§ SVOLGI QUANTO SEGUE
1. Ricopia dal brano sul calcio nel Donbass tutto ciò che va da "Siamo ai libri" giù fino a "reportage di viaggio.".
2. Riassumi in due frasi il brano sul calcio nel Donbass.

Una cosa che mi colpì fu il ruolo attivo degli ultras calcistici in quella che è passata alla storia come la strage di Odessa. Ciò rimanda alla guerra in Jugoslavia, la tigre Arkan era un capo ultrà e le curve degli stadi furono luoghi simbolo di quel conflitto. Sarà che l’unica cosa famosa del Donbass è una squadra di calcio che gioca in Champions League ed è peraltro allenata da un italiano, ma mi chiedo che legame ci sia in Donbass tra tifo e politica.
«Il massacro del 2 maggio 2014 a Odessa è stato un fatto che ha rappresentato un forte detonatore bellico: dopo l’uccisione di decine di antifascisti nella Casa dei Sindacati, in tantissimi, anche da diverse parti del Mondo, si sono uniti alle milizie popolari del Donbass. Nel capitolo “Uomini e vermi” raccolgo la testimonianza di un superstite di quel massacro, anch’egli unitosi alle milizie di una delle Repubbliche Popolari. A partire da questo drammatico episodio, di cui narro nel dettaglio all’interno del libro, mi sento di dire che nel calcio c’è sì una politicizzazione, ma una politicizzazione che rispecchia quella della collettività, in questo senso nazismo e antifascismo esistono sia nella società che negli stadi. A seguito della guerra, inoltre, il Donbass Arena, il grande stadio di Donetsk, è stato chiuso e la sua squadra, lo Shakter Donetsk, è stata portata via da quella regione in guerra. Ho avuto la fortuna di ascoltare da uno storico di Donetsk il racconto della storia di quella squadra i cui calciatori, durante la Seconda Guerra Mondiale, diedero la vita combattendo contro il nazismo. All’inizio, lo Shakter Donetsk si chiamava Stachanovec, in onore ad Aleksej Stachanov, il celebre minatore del Donbass. L’ultimo match fu disputato contro il Traktor Stalingrado il 24 giugno 1941, poi scoppiò la guerra e nello stadio di Donetsk, allora chiamata Stalino, durante l’occupazione nazi-fascista, giocarono Italiani contro i Tedeschi... di tutto questo racconto nel libro perché sì, è vero, anche il tifo, oggi come ieri, è fortemente legato alla politica».
Siamo ai libri belli da consigliare questa settimana ai lettori.
Vista la tua professione, il personaggio letterario più bello da psicanalizzare.
«Arturo Bandini, il protagonista dei romanzi di John Fante».
Un reportage di viaggio.

§ MATERIALE FORNITO
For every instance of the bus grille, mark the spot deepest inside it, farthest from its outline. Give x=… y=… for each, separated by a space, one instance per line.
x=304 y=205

§ RISPOSTE COMPLETE
1.
Siamo ai libri belli da consigliare questa settimana ai lettori.
Vista la tua professione, il personaggio letterario più bello da psicanalizzare.
«Arturo Bandini, il protagonista dei romanzi di John Fante».
Un reportage di viaggio.

2. La strage di Odessa del 2 maggio 2014 ha ucciso decine di antifascisti nella Casa dei Sindacati e ha spinto molti a unirsi alle milizie popolari del Donbass, mentre nel calcio c'è una politicizzazione che rispecchia quella della società. Con la guerra lo stadio Donbass Arena di Donetsk è stato chiuso e lo Shakter Donetsk è stato portato via dalla regione; la squadra era nata come Stachanovec, e durante la Seconda Guerra Mondiale i suoi calciatori morirono combattendo contro il nazismo.